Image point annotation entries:
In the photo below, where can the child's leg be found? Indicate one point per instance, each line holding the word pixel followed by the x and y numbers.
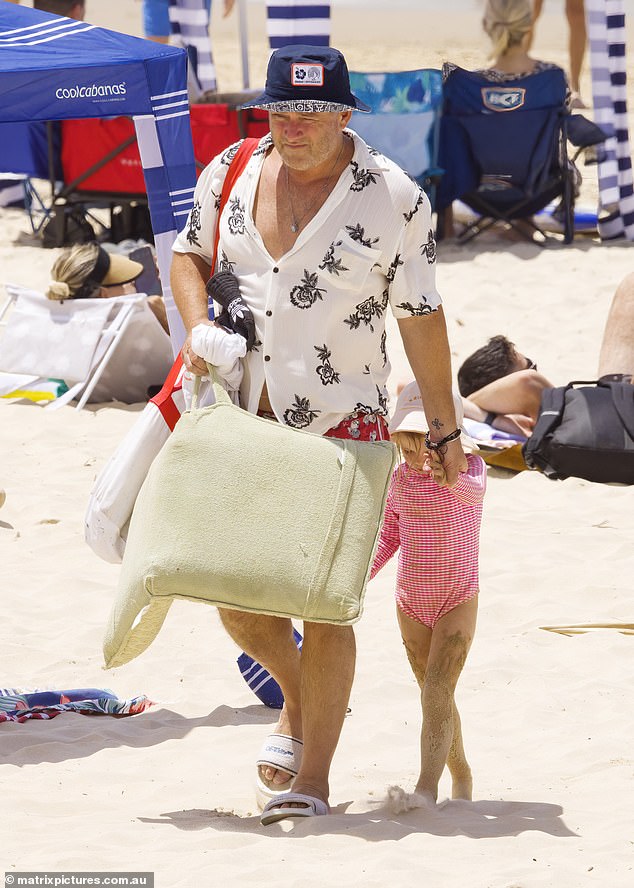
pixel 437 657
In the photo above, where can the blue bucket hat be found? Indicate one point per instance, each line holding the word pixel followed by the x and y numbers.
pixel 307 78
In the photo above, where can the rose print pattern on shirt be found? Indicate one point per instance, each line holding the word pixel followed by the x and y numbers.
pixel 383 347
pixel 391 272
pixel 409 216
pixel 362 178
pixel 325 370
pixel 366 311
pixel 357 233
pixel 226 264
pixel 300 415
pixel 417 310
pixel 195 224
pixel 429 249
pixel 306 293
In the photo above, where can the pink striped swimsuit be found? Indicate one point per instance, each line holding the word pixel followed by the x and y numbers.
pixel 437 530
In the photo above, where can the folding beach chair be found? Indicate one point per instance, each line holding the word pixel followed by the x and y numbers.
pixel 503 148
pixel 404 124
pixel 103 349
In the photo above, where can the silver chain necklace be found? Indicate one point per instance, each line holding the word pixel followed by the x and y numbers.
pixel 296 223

--

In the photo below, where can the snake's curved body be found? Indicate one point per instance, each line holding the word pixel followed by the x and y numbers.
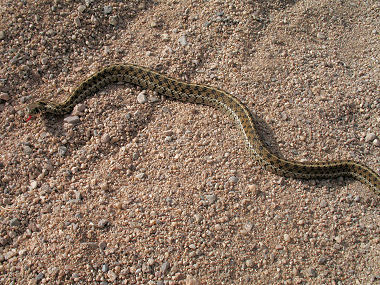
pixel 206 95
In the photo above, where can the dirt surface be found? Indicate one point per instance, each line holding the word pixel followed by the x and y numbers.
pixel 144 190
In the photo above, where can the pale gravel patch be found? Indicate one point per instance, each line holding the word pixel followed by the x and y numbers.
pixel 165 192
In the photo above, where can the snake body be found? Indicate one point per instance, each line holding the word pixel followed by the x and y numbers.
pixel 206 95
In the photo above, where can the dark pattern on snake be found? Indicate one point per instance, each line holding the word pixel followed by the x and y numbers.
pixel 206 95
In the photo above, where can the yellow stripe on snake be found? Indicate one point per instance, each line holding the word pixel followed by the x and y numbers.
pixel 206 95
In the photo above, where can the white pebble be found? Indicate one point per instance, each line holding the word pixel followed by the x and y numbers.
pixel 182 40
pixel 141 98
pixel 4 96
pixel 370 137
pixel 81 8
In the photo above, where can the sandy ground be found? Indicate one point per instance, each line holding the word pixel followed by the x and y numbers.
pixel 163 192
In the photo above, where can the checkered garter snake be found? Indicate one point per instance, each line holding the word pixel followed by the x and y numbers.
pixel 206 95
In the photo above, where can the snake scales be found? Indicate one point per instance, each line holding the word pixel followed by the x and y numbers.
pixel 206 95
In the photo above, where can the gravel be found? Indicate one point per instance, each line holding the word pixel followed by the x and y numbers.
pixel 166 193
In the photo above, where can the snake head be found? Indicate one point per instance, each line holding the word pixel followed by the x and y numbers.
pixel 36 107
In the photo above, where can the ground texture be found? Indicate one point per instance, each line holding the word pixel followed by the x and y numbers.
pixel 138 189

Set problem: Reproduce the data from the line with "In the photo above, where can the snake scales" up to and including the line with "pixel 36 107", changing "Indicate" to "Mark" and leaving everything else as it stands.

Solution to the exercise:
In the photo above, where can the snake scales be found? Mark one point per instance, each line holding the word pixel followed by the x and y numbers.
pixel 206 95
In the photo above, where can the gravel be found? Mark one point per instance, each line holding the word pixel followed by the x and y numbers.
pixel 166 193
In the photo above, where can the snake head be found? Mark one point per instance, each line holding the word pixel followed by the x and y numbers.
pixel 36 107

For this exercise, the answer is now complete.